ABOUT THIS TASK:
Exactly the lines from the one that contains "positive clicks: (1183, 617)" through the end of the material below are to be output, the first and last included.

DATA TO EXAMINE:

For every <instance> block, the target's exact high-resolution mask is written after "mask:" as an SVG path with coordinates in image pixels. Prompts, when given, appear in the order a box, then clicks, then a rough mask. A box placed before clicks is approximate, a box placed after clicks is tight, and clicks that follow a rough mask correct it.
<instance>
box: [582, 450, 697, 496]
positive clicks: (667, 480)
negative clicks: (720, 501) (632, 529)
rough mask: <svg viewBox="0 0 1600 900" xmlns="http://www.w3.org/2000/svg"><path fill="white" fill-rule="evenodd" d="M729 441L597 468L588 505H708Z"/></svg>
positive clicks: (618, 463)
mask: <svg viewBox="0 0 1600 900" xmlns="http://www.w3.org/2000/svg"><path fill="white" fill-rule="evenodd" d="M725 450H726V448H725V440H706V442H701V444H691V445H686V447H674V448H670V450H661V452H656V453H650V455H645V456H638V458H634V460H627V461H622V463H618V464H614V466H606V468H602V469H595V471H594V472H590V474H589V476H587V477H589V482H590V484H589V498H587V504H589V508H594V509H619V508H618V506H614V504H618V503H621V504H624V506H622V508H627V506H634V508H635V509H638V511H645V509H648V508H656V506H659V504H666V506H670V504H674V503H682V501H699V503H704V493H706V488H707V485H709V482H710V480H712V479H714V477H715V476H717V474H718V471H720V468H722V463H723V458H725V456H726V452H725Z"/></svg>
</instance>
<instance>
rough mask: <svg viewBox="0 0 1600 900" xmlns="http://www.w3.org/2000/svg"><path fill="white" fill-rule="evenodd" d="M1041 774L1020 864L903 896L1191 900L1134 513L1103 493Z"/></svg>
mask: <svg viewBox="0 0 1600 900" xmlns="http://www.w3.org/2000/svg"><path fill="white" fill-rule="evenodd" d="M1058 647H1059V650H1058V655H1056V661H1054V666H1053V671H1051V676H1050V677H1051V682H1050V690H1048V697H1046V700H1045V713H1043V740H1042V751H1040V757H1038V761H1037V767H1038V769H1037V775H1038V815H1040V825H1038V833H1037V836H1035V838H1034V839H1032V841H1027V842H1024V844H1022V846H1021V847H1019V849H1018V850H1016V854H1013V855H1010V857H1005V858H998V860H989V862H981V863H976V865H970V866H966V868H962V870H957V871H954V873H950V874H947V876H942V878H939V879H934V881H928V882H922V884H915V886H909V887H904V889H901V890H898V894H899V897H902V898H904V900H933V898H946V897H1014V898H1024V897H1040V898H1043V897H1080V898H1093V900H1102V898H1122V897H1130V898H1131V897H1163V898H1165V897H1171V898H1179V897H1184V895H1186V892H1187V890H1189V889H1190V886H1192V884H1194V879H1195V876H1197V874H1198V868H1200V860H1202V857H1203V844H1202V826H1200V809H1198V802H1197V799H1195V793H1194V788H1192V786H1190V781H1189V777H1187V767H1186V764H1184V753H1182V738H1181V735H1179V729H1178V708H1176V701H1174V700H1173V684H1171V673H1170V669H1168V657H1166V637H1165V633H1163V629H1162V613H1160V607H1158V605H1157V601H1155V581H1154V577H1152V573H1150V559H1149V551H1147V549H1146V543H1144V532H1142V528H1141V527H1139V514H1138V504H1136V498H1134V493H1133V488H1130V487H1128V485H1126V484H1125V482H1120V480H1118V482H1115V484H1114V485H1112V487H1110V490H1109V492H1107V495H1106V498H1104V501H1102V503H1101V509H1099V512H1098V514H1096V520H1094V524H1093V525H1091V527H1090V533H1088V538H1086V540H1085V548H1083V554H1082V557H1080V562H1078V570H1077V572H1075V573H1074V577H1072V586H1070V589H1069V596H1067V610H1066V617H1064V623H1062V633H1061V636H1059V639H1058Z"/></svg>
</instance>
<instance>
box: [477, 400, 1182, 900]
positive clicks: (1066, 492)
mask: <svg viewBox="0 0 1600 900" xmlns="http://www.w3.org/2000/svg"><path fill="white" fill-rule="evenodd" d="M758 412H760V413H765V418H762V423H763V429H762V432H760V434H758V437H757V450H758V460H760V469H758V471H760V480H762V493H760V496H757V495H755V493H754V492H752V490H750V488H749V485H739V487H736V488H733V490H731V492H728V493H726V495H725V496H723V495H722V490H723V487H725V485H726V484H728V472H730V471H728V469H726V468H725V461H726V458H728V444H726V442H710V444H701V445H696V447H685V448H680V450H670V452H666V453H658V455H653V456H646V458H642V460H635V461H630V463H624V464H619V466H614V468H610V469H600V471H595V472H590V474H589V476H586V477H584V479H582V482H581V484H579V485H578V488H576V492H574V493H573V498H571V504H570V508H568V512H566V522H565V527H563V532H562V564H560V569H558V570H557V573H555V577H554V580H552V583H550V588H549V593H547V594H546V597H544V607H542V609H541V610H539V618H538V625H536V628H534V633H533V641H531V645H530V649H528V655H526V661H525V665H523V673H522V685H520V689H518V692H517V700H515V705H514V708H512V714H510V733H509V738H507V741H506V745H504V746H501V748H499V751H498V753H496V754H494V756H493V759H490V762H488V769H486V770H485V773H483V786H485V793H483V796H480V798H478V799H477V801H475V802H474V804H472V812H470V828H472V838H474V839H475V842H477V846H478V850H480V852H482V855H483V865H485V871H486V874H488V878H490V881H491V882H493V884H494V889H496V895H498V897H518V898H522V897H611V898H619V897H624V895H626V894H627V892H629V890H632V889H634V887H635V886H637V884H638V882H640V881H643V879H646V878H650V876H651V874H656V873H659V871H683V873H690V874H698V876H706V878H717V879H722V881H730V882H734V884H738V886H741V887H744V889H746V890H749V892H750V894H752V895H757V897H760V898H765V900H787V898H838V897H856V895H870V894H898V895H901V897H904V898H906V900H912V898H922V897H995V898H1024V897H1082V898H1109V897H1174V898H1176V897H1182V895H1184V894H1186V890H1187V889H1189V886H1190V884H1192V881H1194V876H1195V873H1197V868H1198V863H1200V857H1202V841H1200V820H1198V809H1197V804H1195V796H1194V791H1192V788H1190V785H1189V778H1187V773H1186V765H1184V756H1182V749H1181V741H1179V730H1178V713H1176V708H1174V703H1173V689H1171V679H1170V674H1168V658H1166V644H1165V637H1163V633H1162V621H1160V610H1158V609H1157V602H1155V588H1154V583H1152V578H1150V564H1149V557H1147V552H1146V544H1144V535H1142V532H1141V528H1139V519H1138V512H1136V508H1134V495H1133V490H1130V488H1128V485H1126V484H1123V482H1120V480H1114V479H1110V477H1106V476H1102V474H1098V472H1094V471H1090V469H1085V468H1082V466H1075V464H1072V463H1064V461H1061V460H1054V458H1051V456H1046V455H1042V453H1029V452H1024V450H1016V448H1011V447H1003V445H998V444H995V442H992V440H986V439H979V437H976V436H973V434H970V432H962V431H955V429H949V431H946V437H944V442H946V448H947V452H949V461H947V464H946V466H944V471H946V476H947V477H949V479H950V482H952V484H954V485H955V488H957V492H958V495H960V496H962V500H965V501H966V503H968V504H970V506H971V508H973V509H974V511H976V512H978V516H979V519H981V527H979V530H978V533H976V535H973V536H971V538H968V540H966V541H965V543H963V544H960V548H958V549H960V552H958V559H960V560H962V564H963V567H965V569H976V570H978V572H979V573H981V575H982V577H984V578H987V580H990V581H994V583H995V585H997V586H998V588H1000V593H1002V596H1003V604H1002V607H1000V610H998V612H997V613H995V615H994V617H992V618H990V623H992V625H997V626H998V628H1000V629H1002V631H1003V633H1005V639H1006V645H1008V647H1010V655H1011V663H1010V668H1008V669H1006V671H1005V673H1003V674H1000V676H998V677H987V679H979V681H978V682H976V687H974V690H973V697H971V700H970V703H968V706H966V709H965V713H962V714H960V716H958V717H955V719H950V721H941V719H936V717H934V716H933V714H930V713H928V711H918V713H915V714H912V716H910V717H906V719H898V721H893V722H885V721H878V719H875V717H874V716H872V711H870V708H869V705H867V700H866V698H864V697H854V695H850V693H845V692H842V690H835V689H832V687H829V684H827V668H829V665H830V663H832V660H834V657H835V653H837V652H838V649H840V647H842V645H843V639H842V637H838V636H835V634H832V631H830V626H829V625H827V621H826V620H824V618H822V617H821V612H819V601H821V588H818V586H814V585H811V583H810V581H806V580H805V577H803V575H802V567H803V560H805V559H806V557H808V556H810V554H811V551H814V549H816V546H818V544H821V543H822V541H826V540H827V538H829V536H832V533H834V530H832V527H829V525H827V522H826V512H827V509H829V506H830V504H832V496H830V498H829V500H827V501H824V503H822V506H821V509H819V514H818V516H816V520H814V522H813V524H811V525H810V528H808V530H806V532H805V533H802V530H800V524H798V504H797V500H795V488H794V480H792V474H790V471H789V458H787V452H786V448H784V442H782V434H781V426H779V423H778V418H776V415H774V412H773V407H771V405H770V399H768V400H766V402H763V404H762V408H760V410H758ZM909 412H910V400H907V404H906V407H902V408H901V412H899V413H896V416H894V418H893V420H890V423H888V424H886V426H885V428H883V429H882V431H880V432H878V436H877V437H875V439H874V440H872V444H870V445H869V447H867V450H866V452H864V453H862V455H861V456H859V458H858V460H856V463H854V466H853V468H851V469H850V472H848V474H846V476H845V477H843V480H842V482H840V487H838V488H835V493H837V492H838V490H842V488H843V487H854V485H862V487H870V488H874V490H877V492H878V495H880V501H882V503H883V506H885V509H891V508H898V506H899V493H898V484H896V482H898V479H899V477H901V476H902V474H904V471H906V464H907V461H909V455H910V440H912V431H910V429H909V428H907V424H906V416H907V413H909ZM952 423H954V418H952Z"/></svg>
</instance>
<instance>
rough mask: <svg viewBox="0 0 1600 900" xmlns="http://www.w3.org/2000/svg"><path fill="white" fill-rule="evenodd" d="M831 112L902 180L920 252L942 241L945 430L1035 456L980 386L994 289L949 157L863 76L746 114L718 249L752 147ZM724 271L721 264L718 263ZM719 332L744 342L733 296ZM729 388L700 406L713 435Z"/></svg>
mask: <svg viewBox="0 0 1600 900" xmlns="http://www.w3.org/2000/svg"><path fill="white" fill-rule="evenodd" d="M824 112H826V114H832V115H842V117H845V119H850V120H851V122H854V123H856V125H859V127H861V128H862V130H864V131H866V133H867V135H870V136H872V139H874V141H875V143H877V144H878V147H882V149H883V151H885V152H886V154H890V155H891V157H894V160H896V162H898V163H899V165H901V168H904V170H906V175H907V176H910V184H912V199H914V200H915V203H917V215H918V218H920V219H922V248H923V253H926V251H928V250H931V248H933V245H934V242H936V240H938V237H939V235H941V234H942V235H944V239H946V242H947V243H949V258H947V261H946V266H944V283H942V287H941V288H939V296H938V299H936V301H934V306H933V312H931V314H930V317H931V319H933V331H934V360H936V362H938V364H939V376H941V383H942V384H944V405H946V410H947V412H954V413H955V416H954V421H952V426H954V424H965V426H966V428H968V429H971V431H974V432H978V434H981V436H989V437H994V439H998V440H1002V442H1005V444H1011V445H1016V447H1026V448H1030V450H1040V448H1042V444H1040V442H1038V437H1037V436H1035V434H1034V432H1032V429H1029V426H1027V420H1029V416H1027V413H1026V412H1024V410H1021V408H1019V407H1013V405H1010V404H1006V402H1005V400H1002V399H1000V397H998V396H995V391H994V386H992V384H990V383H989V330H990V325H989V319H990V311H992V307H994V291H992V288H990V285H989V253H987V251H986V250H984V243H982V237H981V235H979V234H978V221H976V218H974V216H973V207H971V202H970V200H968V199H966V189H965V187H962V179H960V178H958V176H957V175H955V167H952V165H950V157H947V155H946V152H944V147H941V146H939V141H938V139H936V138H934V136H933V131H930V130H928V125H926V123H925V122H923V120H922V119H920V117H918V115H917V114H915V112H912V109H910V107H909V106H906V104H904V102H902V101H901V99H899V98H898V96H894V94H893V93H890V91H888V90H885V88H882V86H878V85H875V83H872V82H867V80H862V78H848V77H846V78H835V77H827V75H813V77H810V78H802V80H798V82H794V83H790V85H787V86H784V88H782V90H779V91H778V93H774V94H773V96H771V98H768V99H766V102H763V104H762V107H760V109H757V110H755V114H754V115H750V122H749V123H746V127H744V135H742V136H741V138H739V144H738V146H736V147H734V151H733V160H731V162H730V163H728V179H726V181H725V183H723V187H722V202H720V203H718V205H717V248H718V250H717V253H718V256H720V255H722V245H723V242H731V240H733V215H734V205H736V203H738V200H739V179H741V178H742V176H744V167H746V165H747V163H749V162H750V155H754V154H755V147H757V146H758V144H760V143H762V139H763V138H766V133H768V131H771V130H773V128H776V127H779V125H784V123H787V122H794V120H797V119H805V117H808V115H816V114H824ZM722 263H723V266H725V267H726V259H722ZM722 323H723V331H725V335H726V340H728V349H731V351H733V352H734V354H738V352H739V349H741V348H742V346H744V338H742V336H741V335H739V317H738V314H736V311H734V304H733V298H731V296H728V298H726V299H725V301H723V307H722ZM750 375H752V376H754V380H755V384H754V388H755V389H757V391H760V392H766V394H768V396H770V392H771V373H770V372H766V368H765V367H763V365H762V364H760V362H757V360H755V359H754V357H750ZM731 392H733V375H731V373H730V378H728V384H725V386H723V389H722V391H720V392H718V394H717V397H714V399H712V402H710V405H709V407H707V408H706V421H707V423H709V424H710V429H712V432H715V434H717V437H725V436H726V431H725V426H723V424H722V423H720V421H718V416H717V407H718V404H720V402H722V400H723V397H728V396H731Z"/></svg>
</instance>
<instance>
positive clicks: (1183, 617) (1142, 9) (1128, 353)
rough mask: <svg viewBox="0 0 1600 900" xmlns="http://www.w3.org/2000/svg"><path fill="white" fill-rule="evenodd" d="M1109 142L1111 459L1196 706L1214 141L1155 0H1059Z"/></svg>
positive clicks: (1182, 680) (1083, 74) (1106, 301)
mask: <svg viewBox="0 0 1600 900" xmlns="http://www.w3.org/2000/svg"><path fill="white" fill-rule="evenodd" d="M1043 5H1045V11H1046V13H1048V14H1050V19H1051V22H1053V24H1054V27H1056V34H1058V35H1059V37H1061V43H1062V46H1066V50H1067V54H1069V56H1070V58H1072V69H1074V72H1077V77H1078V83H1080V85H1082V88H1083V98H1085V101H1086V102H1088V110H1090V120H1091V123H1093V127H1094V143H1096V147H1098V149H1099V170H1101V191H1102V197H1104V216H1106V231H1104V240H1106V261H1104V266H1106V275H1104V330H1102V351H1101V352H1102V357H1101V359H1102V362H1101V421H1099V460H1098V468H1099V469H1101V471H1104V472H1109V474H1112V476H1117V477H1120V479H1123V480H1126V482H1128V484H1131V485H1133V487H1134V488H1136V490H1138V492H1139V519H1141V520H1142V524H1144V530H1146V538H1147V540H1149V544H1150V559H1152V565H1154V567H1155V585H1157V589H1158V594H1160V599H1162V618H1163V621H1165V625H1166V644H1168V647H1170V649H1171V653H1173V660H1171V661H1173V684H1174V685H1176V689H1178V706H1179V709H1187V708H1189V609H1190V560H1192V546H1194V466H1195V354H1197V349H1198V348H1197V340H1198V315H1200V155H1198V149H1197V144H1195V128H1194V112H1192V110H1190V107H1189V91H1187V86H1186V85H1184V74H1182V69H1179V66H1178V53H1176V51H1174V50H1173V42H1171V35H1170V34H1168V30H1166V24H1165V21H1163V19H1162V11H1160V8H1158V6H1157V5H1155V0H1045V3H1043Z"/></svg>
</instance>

OUTPUT OF THE TASK:
positive clicks: (1183, 617) (1142, 9) (1128, 353)
rough mask: <svg viewBox="0 0 1600 900" xmlns="http://www.w3.org/2000/svg"><path fill="white" fill-rule="evenodd" d="M1109 142L1111 459L1196 706L1214 141L1155 0H1059Z"/></svg>
positive clicks: (1182, 680) (1083, 74) (1106, 301)
mask: <svg viewBox="0 0 1600 900" xmlns="http://www.w3.org/2000/svg"><path fill="white" fill-rule="evenodd" d="M1043 5H1045V11H1046V13H1048V14H1050V19H1051V22H1053V24H1054V27H1056V34H1058V35H1059V37H1061V43H1062V46H1066V50H1067V54H1069V56H1070V58H1072V69H1074V72H1077V77H1078V83H1080V85H1082V88H1083V98H1085V101H1086V102H1088V110H1090V120H1091V123H1093V127H1094V143H1096V147H1098V149H1099V170H1101V191H1102V197H1104V216H1106V231H1104V240H1106V261H1104V266H1106V275H1104V330H1102V351H1101V352H1102V357H1101V359H1102V362H1101V421H1099V460H1098V468H1099V469H1101V471H1104V472H1109V474H1112V476H1117V477H1120V479H1123V480H1126V482H1128V484H1131V485H1133V487H1134V488H1136V490H1138V492H1139V519H1141V520H1142V524H1144V530H1146V538H1147V540H1149V544H1150V559H1152V565H1154V567H1155V585H1157V589H1158V594H1160V599H1162V618H1163V621H1165V625H1166V644H1168V647H1170V649H1171V653H1173V660H1171V661H1173V684H1174V685H1176V689H1178V706H1179V709H1187V708H1189V609H1190V560H1192V546H1194V466H1195V354H1197V349H1198V348H1197V340H1198V315H1200V155H1198V149H1197V144H1195V128H1194V112H1192V110H1190V107H1189V91H1187V86H1186V85H1184V74H1182V69H1179V66H1178V53H1176V51H1174V50H1173V42H1171V35H1170V34H1168V30H1166V24H1165V21H1163V19H1162V11H1160V8H1158V6H1157V5H1155V0H1045V3H1043Z"/></svg>
</instance>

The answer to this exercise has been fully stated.